### [Provided text]
== Segment start ==
C57BL/6J-Ins2Akita mice

This strain of mice (Jackson Laboratories) was used for the studies of myogenic potential in the same assays as the wild type young mice. Blood glucose levels were measured using OneTouch UltraMini (LifeScan, CA, USA). These animals showed high blood glucose levels (520–583 mg/dL), indicating they were hyperglycemic. Some of these animals received intraperitoneal injections of insulin (0.75 U/kg, Sigma-Aldrich, MO, USA), resulting in normal blood glucose levels (184–193 mg/dL) by 1-h post injection.

Muscle injury

Isoflurane was used to anesthetize the animals during the muscle injury procedure. For bulk myofiber and satellite cell activation, tibialis anterior and gastrocnemius muscles were injected with cardiotoxin I (CTX, Sigma-Aldrich, MO, USA) dissolved at 100 μg/mL in PBS, at 2-5 sites of 10 μL for each muscle. Muscles were then harvested 3 d later. For focal injury, to assay regeneration in vivo, 2–3 μL of 1 μg/mL CTX was injected at one site to the middle of the tibialis anterior or two sites to the gastrocnemius, and muscle harvested 5 days post injury (DPI).

Isolation of myofibers and satellite cells

Myofibers and satellite cells were purified as described13. Briefly, dissected muscle was digested for 1 h and 30 min at 37 °C in DMEM with 1% penicillin-streptomycin, 250 units/mL Collagenase Type IIA (Sigma-Aldrich, MO, USA) and dissociated into myofibers with attached satellite cells by trituration, sedimentation and washing. Satellite cells were liberated from the fibers by digestion for 1 h in DMEM with 40 U/mL Collagenase type II and 2 U/mL Dispase, followed by sedimentation, filtration and washing. Leukocytes were depleted using anti-CD45-coated magnetic beads (Miltenyi Biotech). This procedure yields 95% pure satellite cells, based on their functional activity13,14.

Satellite cell myogenic potential

Assays of myogenic potential were performed, as previously described13. Briefly, activated in vivo myofiber-associated satellite cells were cultured in growth medium on ECM:DMEM-coated plates (1:500; BD Biosciences, CA, USA) for 48 h. Growth medium (GM) was composed of Ham's F10 (Mediatech, VA, USA), 20% bovine growth serum (HyClone, IL, USA), 5 ng/mL bFGF (Invitrogen, CA, USA), and 1% penicillin/streptomycin (Invitrogen, CA, USA). GM was replaced daily. After addition of BrdU (10 μmol/L, Sigma-Aldrich, MO, USA) to the GM for 2 h to label proliferating cells, the cultures were switched into differentiation medium (DM, DMEM with 2% horse serum) for 48 h, in order to assay generation of de-novo myotubes, which are typically produced by fusion-competent myoblasts in DM.
== Segment end ==
### [Entries taken from a collection]
== Segment start ==
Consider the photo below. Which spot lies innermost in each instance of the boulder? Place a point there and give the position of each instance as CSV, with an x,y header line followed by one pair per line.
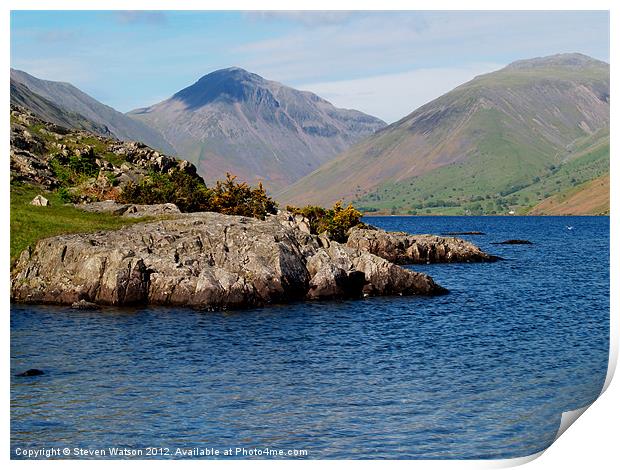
x,y
40,201
130,210
204,260
404,248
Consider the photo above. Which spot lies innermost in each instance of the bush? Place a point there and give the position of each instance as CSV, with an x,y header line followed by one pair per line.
x,y
229,197
72,170
336,221
187,191
190,194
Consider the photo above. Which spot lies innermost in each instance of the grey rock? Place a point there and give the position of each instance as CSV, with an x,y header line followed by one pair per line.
x,y
31,373
129,210
204,260
40,201
84,305
404,248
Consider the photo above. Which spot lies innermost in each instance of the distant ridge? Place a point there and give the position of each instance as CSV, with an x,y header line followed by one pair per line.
x,y
232,120
69,98
502,141
21,95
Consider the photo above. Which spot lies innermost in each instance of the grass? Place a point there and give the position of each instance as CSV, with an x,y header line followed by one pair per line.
x,y
499,178
31,223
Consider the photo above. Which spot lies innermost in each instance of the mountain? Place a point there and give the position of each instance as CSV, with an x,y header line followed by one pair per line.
x,y
505,140
21,95
235,121
70,98
589,198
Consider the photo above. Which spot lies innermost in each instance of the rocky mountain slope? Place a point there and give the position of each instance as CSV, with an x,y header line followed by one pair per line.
x,y
589,198
71,99
502,141
86,166
235,121
22,96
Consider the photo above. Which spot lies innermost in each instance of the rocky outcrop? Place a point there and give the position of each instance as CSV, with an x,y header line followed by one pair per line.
x,y
205,260
404,248
36,145
130,210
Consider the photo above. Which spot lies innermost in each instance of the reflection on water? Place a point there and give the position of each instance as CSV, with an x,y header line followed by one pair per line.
x,y
483,372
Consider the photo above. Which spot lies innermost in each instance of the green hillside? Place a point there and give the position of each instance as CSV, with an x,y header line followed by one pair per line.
x,y
501,142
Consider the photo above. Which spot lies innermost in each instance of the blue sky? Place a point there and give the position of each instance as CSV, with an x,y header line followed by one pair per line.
x,y
384,63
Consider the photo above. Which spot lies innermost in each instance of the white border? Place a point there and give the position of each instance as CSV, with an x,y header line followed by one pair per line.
x,y
592,443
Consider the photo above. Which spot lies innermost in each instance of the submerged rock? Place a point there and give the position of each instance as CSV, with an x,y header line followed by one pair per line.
x,y
463,233
404,248
84,305
513,242
31,373
204,260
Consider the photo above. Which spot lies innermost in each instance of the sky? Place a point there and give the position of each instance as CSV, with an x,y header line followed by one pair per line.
x,y
383,63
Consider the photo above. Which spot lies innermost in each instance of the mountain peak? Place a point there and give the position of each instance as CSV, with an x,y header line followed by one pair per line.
x,y
568,60
232,84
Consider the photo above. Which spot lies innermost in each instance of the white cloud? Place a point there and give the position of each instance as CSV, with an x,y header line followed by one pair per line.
x,y
393,96
306,18
381,42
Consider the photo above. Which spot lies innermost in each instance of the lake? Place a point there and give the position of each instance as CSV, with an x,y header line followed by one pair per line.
x,y
482,372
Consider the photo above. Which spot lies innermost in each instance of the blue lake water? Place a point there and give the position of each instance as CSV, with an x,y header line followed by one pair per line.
x,y
483,372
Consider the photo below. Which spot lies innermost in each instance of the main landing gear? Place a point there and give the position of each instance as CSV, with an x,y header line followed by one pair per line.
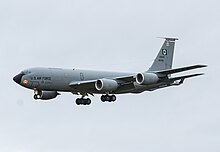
x,y
37,94
109,98
87,101
82,101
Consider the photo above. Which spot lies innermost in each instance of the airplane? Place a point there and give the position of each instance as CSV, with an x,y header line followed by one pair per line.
x,y
48,82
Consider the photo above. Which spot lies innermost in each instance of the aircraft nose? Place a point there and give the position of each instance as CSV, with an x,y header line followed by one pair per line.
x,y
18,78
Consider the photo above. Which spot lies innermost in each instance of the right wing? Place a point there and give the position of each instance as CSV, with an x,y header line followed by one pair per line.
x,y
177,70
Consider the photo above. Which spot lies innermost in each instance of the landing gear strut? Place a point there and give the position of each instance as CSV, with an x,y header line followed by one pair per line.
x,y
109,98
82,101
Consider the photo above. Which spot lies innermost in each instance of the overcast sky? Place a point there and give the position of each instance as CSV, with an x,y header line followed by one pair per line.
x,y
110,35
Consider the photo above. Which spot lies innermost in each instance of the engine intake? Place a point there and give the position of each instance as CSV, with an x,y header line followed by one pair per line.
x,y
106,85
146,78
46,95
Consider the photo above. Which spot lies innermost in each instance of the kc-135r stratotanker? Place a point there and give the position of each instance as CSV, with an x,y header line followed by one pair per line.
x,y
47,82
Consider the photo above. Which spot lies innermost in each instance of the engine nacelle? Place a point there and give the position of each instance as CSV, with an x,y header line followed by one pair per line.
x,y
46,95
146,78
106,85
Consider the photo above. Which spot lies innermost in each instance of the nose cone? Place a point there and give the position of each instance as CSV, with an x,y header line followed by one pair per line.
x,y
18,78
== Segment end ==
### [Required actions]
(1) Repeat the part of the muscle study methods text between "Myofibers and satellite cells were" and "their functional activity13,14.", inclusive.
(2) Pick up the muscle study methods text after its final sentence and write the next part.

### [Exercise answers]
(1)
Myofibers and satellite cells were purified as described13. Briefly, dissected muscle was digested for 1 h and 30 min at 37 °C in DMEM with 1% penicillin-streptomycin, 250 units/mL Collagenase Type IIA (Sigma-Aldrich, MO, USA) and dissociated into myofibers with attached satellite cells by trituration, sedimentation and washing. Satellite cells were liberated from the fibers by digestion for 1 h in DMEM with 40 U/mL Collagenase type II and 2 U/mL Dispase, followed by sedimentation, filtration and washing. Leukocytes were depleted using anti-CD45-coated magnetic beads (Miltenyi Biotech). This procedure yields 95% pure satellite cells, based on their functional activity13,14.

(2)
Muscle repair assays by immunofluorescence and histological analysis

All muscle tissue was dissected, flash frozen in OCT compound (Tissue Tek, Japan), cryo-sectioned at 10 μm, as previously described13. Muscle sections were stained with aqueous hematoxylin and eosin (H&E; Sigma-Aldrich, MO, USA) and immunostaining was performed as described13. Briefly, after permeabilization in PBS+1% FBS+0.25% Triton-X-100, tissues and cells were incubated with 1 μg of primary antibodies per milliliter of staining buffer (PBS+1% FBS) for 1 h at room temperature, followed by washes with staining buffer and then by 1 h incubation with a 1 μg/mL dilution of secondary, fluorochrome labeled antibodies (ALEXA, Invitrogen, CA, USA) in staining buffer. BrdU-specific immunostaining required an extra step of 2 mol/L HCl treatment (for denaturation/nicking of DNA) before the permeabilization step.

Western blot analysis

Western blot analysis was conducted as described15. Briefly, myofiber and satellite cell lysate were prepared in RIPA lysis buffer (50 mmol/L Tris-HCl, pH 7.5, 150 mmol/L NaCl, 1% Triton X-100, 1% sodium-deoxycolate, 1 mmol/L EDTA and 0.1% SDS) as described. Fifty micrograms proteins were run on SDS PAGE gels (Bio-Rad, CA, USA). Anti-TGFβ1 (1:100, Santa Cruz Biotech, CA, USA), myostatin (1:500, Santa Cruz Biotech, CA, USA), p15 (1:100, Santa Cruz Biotech, CA, USA), pSMAD 2, 3 (1:100, Santa Cruz Biotech, CA, USA), SMAD 3 (1:100, Abcam, MA, USA), total actin (A5060, Sigma, MO, USA) antibodies were diluted in 5% skim milk in 1×PBST and incubated for overnight at 4 °C. HRP conjugated secondary antibodies (1:5000, Santa Cruz Biotech, CA, USA) were incubated for 1 h at room temperature and developed using ECL plus Western blotting detection system (GE Healthcare), and imaged on a Bio-Rad Chemidoc XRS.

Statistical analysis

Quantified data are expressed as mean±standard deviation. Statistical significance was determined, using one-way ANOVA of variance to compare data from different experimental groups. A minimum of three independent experiments (eg, 3 control vs 3 STZ administered animals) were performed for each described condition. bP<0.05 and cP<0.01 were considered statistically significant.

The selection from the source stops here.